◆ Task material
++++++

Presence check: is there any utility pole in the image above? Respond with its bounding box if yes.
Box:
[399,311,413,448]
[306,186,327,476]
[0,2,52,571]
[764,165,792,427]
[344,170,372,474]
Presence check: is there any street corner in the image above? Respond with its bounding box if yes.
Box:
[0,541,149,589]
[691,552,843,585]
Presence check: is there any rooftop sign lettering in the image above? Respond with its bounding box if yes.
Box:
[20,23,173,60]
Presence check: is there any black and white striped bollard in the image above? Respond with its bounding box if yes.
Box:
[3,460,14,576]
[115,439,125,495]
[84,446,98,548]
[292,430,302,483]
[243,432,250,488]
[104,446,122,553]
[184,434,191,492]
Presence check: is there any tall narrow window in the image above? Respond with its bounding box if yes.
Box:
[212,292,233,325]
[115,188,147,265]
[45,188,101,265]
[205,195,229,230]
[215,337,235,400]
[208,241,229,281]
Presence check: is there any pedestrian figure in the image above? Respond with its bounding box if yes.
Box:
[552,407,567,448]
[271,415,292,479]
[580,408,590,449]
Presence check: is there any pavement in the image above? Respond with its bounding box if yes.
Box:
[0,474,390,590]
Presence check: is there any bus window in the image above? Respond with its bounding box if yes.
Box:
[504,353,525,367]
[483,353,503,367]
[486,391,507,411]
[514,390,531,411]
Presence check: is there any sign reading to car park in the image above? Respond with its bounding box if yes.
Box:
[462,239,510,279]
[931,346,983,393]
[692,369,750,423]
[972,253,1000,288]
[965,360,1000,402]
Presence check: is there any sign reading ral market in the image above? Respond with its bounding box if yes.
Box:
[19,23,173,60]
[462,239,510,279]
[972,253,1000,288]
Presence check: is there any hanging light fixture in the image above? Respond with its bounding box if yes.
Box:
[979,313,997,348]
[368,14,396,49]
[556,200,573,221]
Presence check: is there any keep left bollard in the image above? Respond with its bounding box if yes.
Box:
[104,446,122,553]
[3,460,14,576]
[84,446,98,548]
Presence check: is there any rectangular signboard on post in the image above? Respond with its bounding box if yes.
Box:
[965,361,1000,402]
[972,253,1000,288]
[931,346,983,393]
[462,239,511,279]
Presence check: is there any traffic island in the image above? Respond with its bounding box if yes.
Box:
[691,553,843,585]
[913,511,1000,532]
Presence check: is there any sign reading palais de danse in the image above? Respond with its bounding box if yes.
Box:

++++++

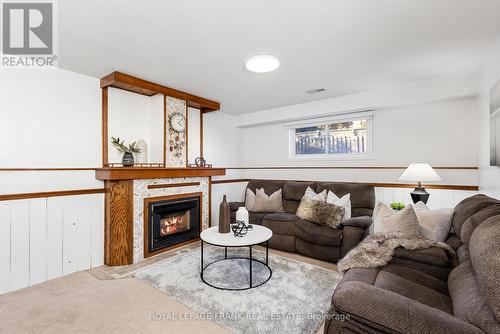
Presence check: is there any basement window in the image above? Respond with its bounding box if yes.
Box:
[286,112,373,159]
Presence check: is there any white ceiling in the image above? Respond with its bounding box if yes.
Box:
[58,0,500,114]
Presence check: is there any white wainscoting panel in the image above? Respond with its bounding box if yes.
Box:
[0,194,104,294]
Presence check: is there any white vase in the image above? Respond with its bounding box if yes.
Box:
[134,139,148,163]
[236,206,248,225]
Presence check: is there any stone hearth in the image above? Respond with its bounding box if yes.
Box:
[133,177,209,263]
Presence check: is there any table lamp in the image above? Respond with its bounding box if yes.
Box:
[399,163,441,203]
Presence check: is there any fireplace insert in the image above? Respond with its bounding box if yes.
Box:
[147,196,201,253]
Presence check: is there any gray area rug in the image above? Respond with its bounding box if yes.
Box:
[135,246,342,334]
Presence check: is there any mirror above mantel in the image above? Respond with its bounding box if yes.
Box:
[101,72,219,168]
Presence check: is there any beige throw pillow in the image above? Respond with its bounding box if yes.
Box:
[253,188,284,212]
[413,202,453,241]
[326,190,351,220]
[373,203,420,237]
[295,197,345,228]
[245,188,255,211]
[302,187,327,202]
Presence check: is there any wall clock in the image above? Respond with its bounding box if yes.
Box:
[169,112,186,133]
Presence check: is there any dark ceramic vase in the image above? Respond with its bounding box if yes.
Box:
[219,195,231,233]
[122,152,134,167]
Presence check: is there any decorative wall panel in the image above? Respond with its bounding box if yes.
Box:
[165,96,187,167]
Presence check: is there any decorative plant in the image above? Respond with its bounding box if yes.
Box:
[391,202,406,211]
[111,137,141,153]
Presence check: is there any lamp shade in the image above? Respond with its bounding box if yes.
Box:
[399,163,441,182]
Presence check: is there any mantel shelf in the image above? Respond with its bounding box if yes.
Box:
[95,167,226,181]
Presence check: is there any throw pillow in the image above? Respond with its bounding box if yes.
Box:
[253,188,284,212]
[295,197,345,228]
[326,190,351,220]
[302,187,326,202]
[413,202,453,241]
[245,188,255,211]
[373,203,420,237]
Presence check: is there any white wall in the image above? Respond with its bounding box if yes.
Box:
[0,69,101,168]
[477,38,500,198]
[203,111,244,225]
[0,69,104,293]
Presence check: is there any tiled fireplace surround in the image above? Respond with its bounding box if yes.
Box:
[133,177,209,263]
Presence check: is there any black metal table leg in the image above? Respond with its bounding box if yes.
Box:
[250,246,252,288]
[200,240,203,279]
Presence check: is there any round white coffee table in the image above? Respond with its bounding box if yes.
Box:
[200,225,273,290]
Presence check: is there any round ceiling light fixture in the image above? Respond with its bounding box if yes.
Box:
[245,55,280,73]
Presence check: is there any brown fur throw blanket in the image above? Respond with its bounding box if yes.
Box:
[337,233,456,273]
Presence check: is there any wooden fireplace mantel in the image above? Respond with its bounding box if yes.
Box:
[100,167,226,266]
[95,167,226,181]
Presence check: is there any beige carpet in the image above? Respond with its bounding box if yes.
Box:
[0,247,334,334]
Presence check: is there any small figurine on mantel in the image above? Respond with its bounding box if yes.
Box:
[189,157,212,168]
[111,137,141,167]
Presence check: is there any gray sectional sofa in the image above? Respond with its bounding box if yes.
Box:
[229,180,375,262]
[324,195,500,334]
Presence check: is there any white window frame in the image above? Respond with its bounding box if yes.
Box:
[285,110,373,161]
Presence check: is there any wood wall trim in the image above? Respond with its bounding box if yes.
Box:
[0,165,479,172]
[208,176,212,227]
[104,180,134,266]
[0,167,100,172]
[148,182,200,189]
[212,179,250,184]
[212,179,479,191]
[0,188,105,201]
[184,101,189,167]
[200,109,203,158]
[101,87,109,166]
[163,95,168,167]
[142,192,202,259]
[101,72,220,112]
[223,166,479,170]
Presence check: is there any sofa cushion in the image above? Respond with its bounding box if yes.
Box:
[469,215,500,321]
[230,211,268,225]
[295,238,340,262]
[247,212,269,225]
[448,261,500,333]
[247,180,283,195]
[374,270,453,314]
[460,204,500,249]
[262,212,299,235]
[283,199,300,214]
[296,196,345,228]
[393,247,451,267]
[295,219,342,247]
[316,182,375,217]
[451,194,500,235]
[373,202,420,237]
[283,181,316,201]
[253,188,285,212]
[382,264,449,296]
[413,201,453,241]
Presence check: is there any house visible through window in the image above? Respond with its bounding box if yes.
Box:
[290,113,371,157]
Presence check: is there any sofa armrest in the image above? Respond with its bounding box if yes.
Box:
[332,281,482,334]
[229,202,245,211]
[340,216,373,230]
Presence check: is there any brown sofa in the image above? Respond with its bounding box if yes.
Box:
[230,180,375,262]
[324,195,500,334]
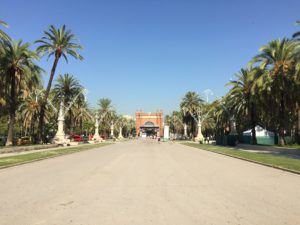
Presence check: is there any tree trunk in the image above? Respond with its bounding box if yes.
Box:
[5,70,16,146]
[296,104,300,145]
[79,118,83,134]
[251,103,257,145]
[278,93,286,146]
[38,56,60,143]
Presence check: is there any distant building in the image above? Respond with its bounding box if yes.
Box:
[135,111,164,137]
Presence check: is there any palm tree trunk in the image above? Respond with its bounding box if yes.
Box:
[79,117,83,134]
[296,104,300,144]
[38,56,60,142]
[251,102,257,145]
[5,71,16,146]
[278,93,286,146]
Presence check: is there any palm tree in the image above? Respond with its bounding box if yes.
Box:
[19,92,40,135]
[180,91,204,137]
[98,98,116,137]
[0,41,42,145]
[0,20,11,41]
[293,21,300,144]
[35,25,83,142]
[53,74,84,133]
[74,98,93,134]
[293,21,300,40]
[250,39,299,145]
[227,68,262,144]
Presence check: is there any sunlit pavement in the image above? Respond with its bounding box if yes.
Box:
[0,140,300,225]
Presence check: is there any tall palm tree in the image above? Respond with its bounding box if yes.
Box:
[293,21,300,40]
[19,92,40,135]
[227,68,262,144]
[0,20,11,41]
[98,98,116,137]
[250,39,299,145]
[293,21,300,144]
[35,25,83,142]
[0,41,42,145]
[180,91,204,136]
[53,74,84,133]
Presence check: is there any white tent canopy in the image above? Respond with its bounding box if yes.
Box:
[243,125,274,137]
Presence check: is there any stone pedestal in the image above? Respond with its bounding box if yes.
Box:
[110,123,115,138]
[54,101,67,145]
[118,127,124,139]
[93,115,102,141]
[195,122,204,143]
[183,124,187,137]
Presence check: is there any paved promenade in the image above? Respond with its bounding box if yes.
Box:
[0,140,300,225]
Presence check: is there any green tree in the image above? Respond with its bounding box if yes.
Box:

++++++

Find every line in the material that contains the word "stone", and copy each of those lines. Case counts.

Presence check: is there any stone hearth in the image above? Respond with its bounding box if yes.
Presence check: is there any stone pedestal in the image above? Respond with its bounding box if yes.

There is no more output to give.